Natural language region descriptions
[Start of section]

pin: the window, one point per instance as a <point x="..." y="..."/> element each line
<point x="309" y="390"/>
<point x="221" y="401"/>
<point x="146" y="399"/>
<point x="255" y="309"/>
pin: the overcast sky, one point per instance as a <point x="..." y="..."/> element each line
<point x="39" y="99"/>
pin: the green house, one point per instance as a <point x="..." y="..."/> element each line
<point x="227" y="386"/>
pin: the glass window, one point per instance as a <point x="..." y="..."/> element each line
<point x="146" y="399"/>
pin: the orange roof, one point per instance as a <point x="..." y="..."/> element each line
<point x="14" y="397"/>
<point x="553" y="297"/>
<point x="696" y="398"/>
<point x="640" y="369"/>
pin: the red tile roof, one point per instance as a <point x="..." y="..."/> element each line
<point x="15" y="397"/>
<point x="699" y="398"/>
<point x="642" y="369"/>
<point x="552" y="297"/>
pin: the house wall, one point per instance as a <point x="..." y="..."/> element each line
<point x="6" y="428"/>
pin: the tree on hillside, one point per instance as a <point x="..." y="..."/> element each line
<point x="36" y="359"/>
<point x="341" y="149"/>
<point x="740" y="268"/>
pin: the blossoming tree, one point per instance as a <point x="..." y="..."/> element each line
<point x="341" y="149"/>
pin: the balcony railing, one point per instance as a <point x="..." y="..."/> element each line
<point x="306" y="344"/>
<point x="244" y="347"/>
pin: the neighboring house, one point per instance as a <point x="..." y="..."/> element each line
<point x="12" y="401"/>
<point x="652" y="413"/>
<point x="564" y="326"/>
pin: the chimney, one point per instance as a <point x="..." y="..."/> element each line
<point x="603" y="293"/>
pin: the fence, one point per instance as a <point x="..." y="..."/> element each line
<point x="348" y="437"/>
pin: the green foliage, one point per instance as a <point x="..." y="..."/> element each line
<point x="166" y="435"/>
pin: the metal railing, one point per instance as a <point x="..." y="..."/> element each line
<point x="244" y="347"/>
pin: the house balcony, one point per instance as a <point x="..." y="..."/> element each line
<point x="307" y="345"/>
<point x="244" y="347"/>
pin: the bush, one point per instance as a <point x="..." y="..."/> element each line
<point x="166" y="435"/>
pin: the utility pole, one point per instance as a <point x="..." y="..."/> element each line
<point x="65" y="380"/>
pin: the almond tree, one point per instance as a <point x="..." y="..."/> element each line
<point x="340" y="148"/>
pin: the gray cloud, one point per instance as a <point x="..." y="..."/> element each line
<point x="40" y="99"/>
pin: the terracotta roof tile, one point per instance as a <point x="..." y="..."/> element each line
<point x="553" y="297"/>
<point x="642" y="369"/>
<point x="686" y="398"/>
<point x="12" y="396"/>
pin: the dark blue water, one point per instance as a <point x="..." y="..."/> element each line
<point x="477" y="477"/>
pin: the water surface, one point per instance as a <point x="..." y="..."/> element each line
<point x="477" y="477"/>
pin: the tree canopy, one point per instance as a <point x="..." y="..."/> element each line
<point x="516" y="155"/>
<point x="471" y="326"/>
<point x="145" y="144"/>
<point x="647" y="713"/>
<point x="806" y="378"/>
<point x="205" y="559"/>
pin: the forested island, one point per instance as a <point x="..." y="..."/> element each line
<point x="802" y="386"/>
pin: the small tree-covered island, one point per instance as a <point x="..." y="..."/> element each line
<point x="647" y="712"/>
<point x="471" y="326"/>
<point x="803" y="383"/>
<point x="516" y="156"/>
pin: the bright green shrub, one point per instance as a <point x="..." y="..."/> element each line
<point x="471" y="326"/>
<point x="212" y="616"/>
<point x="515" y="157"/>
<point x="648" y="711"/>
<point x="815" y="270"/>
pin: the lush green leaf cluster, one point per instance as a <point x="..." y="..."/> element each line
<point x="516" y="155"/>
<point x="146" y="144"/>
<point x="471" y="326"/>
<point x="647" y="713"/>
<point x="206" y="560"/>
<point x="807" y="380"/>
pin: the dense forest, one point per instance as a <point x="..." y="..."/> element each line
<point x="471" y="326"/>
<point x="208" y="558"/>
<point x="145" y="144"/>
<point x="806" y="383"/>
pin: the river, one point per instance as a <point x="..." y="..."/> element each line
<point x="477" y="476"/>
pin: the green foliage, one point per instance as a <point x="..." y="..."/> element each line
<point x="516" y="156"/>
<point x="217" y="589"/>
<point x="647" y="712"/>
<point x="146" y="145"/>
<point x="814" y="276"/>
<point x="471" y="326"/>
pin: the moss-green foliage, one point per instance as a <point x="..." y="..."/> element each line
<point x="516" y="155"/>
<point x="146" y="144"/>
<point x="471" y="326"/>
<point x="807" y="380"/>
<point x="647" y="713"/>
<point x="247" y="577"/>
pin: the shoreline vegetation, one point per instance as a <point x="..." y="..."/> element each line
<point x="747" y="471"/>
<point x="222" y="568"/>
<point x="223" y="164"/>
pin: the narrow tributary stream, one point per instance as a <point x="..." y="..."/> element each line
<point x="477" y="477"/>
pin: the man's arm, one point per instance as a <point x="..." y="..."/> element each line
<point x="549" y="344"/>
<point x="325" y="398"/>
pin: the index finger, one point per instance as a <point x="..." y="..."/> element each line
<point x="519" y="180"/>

[End of section]

TO DO
Retype all the data, changing nothing.

RESPONSE
pin: the window, one point per instance as a <point x="..." y="..."/> element each line
<point x="309" y="390"/>
<point x="221" y="401"/>
<point x="146" y="399"/>
<point x="255" y="309"/>
pin: the overcast sky, one point per instance as a <point x="..." y="..."/> element each line
<point x="39" y="99"/>
pin: the green house, one point per instance as a <point x="..." y="..."/> element each line
<point x="227" y="386"/>
pin: the glass window, one point per instance as a <point x="..." y="..."/> element each line
<point x="146" y="399"/>
pin: the orange roof, one point per instance as a <point x="..." y="..."/> element each line
<point x="14" y="397"/>
<point x="553" y="297"/>
<point x="696" y="398"/>
<point x="640" y="369"/>
pin: the red tile roof, one point per instance as a <point x="..." y="..."/> element each line
<point x="15" y="397"/>
<point x="699" y="398"/>
<point x="642" y="369"/>
<point x="552" y="297"/>
pin: the house wall, one point per instance as a <point x="..." y="..."/> element each line
<point x="6" y="428"/>
pin: the tree on hillside, one point per instance as a <point x="..." y="..."/> element each line
<point x="36" y="359"/>
<point x="341" y="149"/>
<point x="740" y="268"/>
pin: the blossoming tree, one point per instance as a <point x="..." y="..."/> element each line
<point x="341" y="149"/>
pin: the balcony railing, one point per instance as a <point x="..." y="..."/> element each line
<point x="306" y="344"/>
<point x="244" y="347"/>
pin: the neighboring house, one point per instance as a <point x="..." y="..."/> element each line
<point x="12" y="401"/>
<point x="652" y="413"/>
<point x="564" y="326"/>
pin: the chimney, one point per instance as a <point x="..." y="..."/> element each line
<point x="603" y="293"/>
pin: the fence, one point per instance as a <point x="..." y="..."/> element each line
<point x="348" y="437"/>
pin: the green foliage, one point per instance as a <point x="..." y="..."/> element each line
<point x="166" y="435"/>
pin: the metal railing, one point per instance as a <point x="..." y="..."/> element each line
<point x="244" y="347"/>
pin: the house balcony, one point per instance as a <point x="..." y="..."/> element each line
<point x="307" y="345"/>
<point x="244" y="347"/>
pin: the bush, one point per instance as a <point x="..." y="..."/> element each line
<point x="166" y="435"/>
pin: the utility pole, one point per instance as a <point x="..." y="..."/> element each line
<point x="65" y="380"/>
pin: the almond tree, one point per instance as a <point x="..." y="..."/> element each line
<point x="340" y="148"/>
pin: the gray cloud, one point per instance as a <point x="..." y="..."/> element each line
<point x="40" y="99"/>
pin: the terracotta roof tile, one point per instance as a <point x="..." y="..."/> element each line
<point x="553" y="297"/>
<point x="642" y="369"/>
<point x="686" y="398"/>
<point x="12" y="396"/>
pin: the dark blue water, one point per instance as a <point x="..." y="..."/> element each line
<point x="477" y="477"/>
pin: the water surface, one point per instance as a <point x="..." y="..."/> element each line
<point x="477" y="477"/>
pin: the tree canopy, one point per instance as a <point x="..." y="..."/> element each line
<point x="516" y="155"/>
<point x="471" y="326"/>
<point x="145" y="144"/>
<point x="647" y="713"/>
<point x="806" y="378"/>
<point x="205" y="559"/>
pin: the forested island, one point per instance as a <point x="..." y="..."/> element each line
<point x="802" y="386"/>
pin: the small tree-covered island, one point per instance as a <point x="..." y="..."/> element each line
<point x="647" y="712"/>
<point x="471" y="326"/>
<point x="803" y="383"/>
<point x="516" y="156"/>
pin: the bright green shrub, one point per instance as a <point x="..." y="..."/> element each line
<point x="471" y="326"/>
<point x="212" y="616"/>
<point x="515" y="157"/>
<point x="648" y="711"/>
<point x="815" y="270"/>
pin: the lush green leaf cluster, one point per instance as a <point x="..." y="..."/> element each line
<point x="516" y="155"/>
<point x="146" y="144"/>
<point x="471" y="326"/>
<point x="647" y="713"/>
<point x="206" y="560"/>
<point x="807" y="380"/>
pin: the dense forest, one point per instance as a <point x="..." y="..."/> element each line
<point x="471" y="326"/>
<point x="208" y="558"/>
<point x="145" y="144"/>
<point x="806" y="383"/>
pin: the river, one point per instance as a <point x="..." y="..."/> element each line
<point x="477" y="476"/>
pin: the green foliage, one point per instance as a <point x="..." y="..."/> element each line
<point x="516" y="156"/>
<point x="217" y="589"/>
<point x="647" y="712"/>
<point x="146" y="145"/>
<point x="814" y="276"/>
<point x="471" y="326"/>
pin: the moss-green foliage, one point per instance as a <point x="..." y="..."/> element each line
<point x="516" y="155"/>
<point x="146" y="144"/>
<point x="471" y="326"/>
<point x="807" y="380"/>
<point x="647" y="713"/>
<point x="247" y="577"/>
pin: the shoreline vegetation, one point per instance as a <point x="..." y="..."/> element each line
<point x="747" y="471"/>
<point x="222" y="568"/>
<point x="223" y="164"/>
pin: the narrow tributary stream, one point per instance as a <point x="..." y="..."/> element each line
<point x="477" y="477"/>
pin: the man's arm, one point per instance as a <point x="..." y="..."/> element each line
<point x="549" y="344"/>
<point x="325" y="398"/>
pin: the index finger, one point per instance as a <point x="..." y="..."/> element each line
<point x="519" y="180"/>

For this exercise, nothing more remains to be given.